## [Instruction]
Copy the rows below word for word, leaving out the pictures.
┄┄┄┄┄┄┄┄┄┄┄┄┄┄┄┄┄┄┄┄
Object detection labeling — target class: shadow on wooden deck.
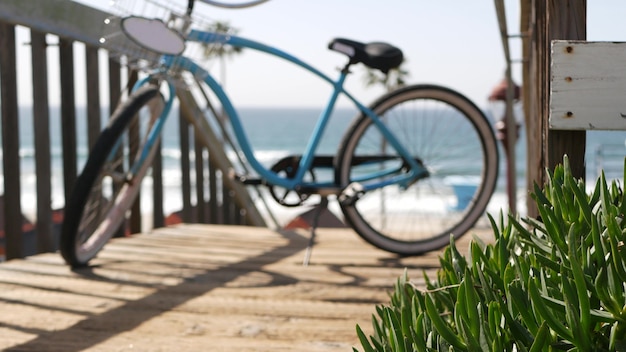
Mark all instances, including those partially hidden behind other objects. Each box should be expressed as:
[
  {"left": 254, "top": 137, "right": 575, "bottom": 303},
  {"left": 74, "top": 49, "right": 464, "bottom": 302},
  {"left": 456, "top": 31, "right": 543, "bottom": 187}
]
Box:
[{"left": 0, "top": 225, "right": 490, "bottom": 351}]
┄┄┄┄┄┄┄┄┄┄┄┄┄┄┄┄┄┄┄┄
## [Exercise response]
Object detection labeling — target class: shadow on wooden deck.
Mark all instances, including those partially hidden behind other objects. Each box should be expressed as:
[
  {"left": 254, "top": 137, "right": 575, "bottom": 303},
  {"left": 74, "top": 49, "right": 464, "bottom": 302},
  {"left": 456, "top": 31, "right": 543, "bottom": 187}
]
Box:
[{"left": 0, "top": 225, "right": 490, "bottom": 351}]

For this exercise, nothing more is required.